- [Text provided]
Abstract

Acetyl‐CoA and other acyl‐CoAs are the building blocks used in carbon‐carbon bond forming reactions underlying fatty acid and polyketide biosynthesis and many other biological activities. Since many enzymes use acetyl‐CoA, understanding how the substrate binds in the active site is key to determining interactions leading to enzymatic catalysis and substrate selectivity. We examined all of the PDB deposited crystal structures that report acetyl‐CoA bound and report stats for the reactive acetyl‐thioester moiety. We quantified this data by generating the real‐space R‐factor (RSR) and real‐space correlation coefficient (RSCC) by running a few rounds of refinement with Refmac to normalize the data. We examined the modeled thioester ends in comparison to the rest of CoA by creating a Linux script that splits acetyl‐CoA into the nucleic acid, pantetheine, and acetyl‐thioester moieties. We also analyzed the 3’phosphate of acetyl‐CoA to examine how splitting the molecule affects the RSR/RSCC values of small portions of the molecules along with the ribonucleotide containing substrates NAD+, NADH, NADP, and NADPH. Preliminary analysis of the output data reveals the nucleic acid and pantetheine RSR/RSCC values indicate good fits of models to electron density, but there is a portion of structures where RSR/RSCC values indicate the acetyl‐thioester moiety is poorly fit. We also find that the RSR method of calculation shows a significant difference between the acetyl‐CoA thioester and the 3’phosphate where the 3’phosphate is better than the average of the entire structure while the thioester is poorly fit. This is also consistent with the RSR values of NADP and NADPH 3’ phosphates. Conversely, the RSCC values of the acetyl‐CoA thioester end and the 3’phosphate were both equally lower than the entire structure. It appears there is an overfitting of the acetyl‐thioester fitting in crystal structures, likely due to a pressure to claim mechanistic inference from the structures.

- [Data excerpts]
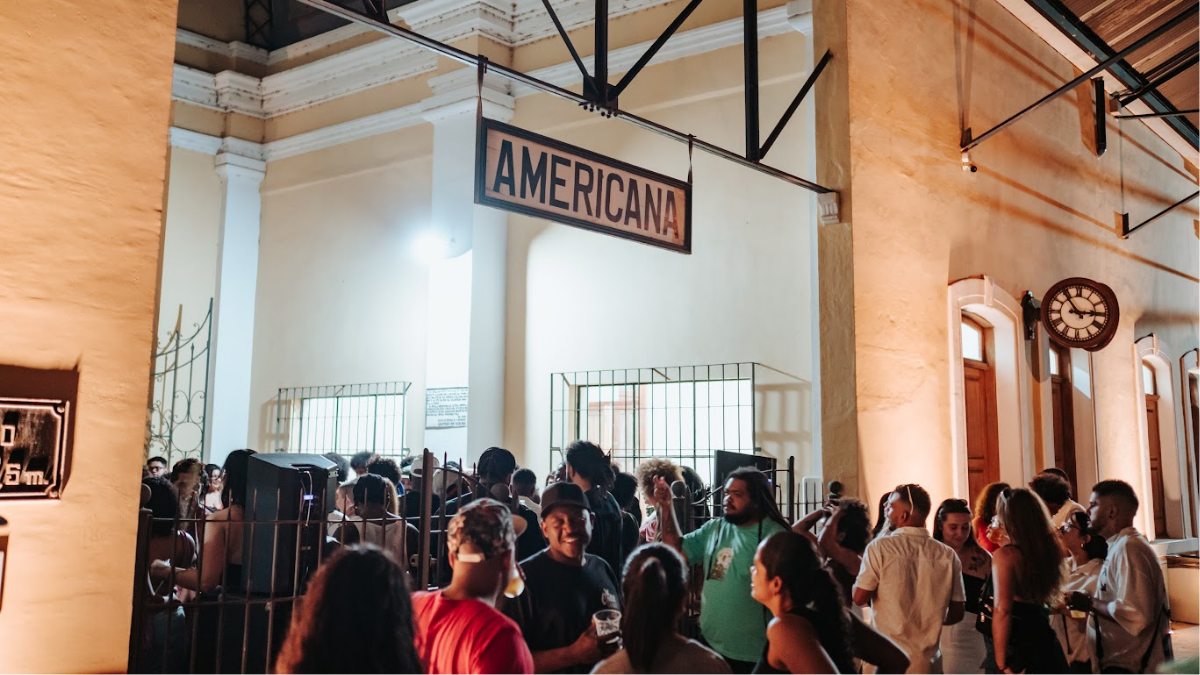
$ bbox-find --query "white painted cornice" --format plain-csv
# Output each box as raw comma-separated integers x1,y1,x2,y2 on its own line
170,5,796,162
786,0,812,37
214,153,266,185
396,0,508,47
262,38,438,118
168,126,266,162
421,68,516,123
175,28,270,64
508,0,673,47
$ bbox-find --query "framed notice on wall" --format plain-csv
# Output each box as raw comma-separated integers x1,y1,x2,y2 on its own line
475,119,691,253
0,398,71,498
425,387,467,429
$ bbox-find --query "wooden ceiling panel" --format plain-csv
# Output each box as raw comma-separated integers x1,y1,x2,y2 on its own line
1127,24,1200,73
1158,66,1200,105
1104,0,1200,50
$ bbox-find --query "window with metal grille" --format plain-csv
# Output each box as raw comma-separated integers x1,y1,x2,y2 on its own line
275,382,409,455
551,363,787,484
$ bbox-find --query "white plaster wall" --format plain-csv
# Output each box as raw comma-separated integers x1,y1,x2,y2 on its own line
0,0,175,673
504,34,816,476
158,148,221,331
250,135,430,450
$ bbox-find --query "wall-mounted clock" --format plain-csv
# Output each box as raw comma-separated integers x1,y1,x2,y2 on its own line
1042,276,1121,352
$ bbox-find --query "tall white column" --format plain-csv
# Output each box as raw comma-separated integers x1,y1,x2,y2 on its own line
204,153,266,464
425,70,512,464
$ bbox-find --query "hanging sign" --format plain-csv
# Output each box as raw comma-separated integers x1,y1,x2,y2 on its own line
475,119,691,253
0,398,70,498
425,387,468,429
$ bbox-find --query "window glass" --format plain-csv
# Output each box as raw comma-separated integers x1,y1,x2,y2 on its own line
962,319,983,362
1141,363,1158,395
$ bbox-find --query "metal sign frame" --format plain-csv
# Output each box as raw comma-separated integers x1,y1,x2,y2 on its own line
0,396,71,500
475,118,692,255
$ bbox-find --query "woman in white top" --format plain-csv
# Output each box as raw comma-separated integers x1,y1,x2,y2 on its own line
934,498,991,674
592,544,730,673
1050,510,1109,673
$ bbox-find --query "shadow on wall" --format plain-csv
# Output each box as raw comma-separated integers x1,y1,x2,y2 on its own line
0,364,79,495
754,364,821,477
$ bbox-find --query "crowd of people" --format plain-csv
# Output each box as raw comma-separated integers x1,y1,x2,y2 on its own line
143,441,1172,673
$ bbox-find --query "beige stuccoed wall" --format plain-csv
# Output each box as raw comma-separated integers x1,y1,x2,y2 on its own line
816,0,1200,521
0,0,175,673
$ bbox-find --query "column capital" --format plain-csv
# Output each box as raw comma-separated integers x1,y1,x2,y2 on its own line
787,0,812,37
214,153,266,186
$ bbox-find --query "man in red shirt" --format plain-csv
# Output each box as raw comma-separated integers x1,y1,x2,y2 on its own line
413,498,533,674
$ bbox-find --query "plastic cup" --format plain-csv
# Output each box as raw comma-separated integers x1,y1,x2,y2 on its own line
592,609,620,638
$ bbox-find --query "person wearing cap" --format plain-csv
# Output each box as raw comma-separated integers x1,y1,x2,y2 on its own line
445,448,546,560
504,483,622,673
413,498,534,674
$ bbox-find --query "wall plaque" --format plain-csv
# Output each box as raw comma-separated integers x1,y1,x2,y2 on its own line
425,387,467,429
0,398,71,498
475,119,691,253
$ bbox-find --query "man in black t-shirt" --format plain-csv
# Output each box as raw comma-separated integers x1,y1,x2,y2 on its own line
566,441,632,579
504,483,622,673
434,448,546,560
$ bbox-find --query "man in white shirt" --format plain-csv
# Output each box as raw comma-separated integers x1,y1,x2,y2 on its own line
854,485,966,673
1069,480,1172,673
1030,466,1086,530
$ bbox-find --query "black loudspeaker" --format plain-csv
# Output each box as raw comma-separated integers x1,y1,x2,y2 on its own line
713,450,775,489
241,453,337,597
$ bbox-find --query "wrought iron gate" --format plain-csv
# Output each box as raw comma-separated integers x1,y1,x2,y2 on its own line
146,299,212,466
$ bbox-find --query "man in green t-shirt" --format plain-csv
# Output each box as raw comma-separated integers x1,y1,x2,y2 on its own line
653,467,788,673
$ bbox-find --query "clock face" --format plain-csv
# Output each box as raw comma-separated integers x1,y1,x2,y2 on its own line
1042,277,1118,351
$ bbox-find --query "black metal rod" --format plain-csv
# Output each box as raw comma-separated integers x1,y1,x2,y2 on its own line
614,0,704,97
541,0,592,82
742,0,762,162
592,0,608,107
1122,190,1200,239
291,0,833,195
955,0,1200,153
1118,52,1200,107
758,49,833,160
1112,110,1200,120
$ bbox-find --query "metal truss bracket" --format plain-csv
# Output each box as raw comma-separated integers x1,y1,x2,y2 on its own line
1121,190,1200,239
960,5,1200,151
299,0,834,195
1021,291,1042,341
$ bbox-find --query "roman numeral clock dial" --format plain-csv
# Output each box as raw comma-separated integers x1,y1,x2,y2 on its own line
1042,276,1120,352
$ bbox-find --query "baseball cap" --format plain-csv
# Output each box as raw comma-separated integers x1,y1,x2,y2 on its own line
541,483,592,519
446,498,523,562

- [Tasks to complete]
(a) Translate this sentence from the abstract into Spanish: "Since many enzymes use acetyl‐CoA, understanding how the substrate binds in the active site is key to determining interactions leading to enzymatic catalysis and substrate selectivity."
(b) Please answer these questions using the abstract:
(i) Which program was used for the rounds of refinement that normalized the data?
(ii) Into which three moieties did the Linux script split acetyl‐CoA?
(iii) Which four ribonucleotide-containing substrates were analyzed along with the 3’phosphate of acetyl‐CoA?
The records have no connection to the abstract.

- [Response list]
(a) Dado que muchas enzimas utilizan acetil‐CoA, comprender cómo se une el sustrato en el sitio activo es clave para determinar las interacciones que conducen a la catálisis enzimática y a la selectividad de sustrato.

(b)
(i) Refmac
(ii) The nucleic acid, pantetheine, and acetyl‐thioester moieties
(iii) NAD+, NADH, NADP, and NADPH